* Work task *
Word for word, set down every line of the entries below from the line with "In each <instance>, some" to the line with "positive clicks: (439, 42) (422, 45)", including both, and no other line.
[Data to examine Boundary: Start]
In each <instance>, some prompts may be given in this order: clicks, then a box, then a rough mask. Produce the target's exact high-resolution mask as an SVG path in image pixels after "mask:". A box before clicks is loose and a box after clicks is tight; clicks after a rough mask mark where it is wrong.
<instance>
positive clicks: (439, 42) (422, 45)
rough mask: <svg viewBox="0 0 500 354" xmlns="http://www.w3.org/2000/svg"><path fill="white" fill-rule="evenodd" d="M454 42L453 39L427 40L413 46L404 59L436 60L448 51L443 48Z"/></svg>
[Data to examine Boundary: End]
[Data to examine Boundary: Start]
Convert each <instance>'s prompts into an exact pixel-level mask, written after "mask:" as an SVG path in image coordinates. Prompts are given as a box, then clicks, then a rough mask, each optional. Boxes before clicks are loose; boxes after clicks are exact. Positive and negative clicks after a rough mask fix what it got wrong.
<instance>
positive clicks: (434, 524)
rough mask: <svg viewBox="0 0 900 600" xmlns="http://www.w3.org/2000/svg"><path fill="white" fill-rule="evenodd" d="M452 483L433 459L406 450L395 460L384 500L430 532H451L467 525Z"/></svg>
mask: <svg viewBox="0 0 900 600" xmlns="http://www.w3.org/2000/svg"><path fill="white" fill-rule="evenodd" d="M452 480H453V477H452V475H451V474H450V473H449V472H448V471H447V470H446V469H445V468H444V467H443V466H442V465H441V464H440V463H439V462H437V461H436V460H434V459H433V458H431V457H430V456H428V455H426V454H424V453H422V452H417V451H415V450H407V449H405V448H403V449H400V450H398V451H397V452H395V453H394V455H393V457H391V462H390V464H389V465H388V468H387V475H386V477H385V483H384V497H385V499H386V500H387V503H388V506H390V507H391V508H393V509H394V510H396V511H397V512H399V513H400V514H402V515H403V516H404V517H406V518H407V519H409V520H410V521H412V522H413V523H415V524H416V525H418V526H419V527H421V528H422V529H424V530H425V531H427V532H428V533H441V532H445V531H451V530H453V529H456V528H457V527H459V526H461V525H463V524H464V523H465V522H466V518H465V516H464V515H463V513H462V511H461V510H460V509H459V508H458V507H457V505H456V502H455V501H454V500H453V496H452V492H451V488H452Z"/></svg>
[Data to examine Boundary: End]
[Data to examine Boundary: Start]
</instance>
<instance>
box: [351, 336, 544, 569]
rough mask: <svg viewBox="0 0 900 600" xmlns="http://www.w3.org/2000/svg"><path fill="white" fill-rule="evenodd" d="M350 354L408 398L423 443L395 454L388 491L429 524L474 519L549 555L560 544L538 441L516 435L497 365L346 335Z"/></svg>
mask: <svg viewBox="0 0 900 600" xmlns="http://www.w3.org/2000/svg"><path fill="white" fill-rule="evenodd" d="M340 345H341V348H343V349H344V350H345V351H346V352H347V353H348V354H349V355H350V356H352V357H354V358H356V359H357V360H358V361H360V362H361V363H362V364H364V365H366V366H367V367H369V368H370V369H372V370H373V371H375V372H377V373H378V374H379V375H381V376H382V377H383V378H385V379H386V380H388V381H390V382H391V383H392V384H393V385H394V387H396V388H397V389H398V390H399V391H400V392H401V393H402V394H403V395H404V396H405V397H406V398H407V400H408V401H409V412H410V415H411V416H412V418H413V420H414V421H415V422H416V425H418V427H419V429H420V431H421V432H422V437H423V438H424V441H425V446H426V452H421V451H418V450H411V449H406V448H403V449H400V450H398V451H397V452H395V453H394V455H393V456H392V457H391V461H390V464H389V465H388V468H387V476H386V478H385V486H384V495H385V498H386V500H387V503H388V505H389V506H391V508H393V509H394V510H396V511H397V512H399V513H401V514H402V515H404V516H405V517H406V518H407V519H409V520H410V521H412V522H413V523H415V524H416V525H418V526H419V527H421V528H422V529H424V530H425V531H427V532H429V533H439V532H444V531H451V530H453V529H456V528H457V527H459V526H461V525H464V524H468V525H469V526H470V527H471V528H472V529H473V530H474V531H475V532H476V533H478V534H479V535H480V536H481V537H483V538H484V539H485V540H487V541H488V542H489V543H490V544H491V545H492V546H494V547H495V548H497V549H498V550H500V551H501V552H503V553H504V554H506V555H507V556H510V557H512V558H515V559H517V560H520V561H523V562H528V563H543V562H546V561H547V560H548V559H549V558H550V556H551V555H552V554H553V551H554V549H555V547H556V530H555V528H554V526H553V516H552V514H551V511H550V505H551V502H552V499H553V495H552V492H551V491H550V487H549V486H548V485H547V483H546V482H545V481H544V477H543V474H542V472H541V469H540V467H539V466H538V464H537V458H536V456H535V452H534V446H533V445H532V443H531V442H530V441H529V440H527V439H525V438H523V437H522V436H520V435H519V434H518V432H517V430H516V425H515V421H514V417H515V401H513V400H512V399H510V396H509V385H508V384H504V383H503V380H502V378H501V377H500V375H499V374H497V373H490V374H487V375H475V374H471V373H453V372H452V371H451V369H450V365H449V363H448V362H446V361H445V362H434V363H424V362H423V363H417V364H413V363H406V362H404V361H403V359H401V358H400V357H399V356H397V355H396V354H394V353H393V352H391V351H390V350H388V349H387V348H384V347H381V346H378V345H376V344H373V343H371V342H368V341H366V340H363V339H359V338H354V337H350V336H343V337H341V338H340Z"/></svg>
[Data to examine Boundary: End]
* Exercise response *
In each <instance>, some prompts may be given in this order: clicks, then a box, then a rough mask. Produce the target's exact high-resolution mask as an SVG path in image pixels after "mask:". A box before clicks is loose and a box after clicks is tight; clicks after a rough mask mark where it is wrong.
<instance>
positive clicks: (439, 42) (422, 45)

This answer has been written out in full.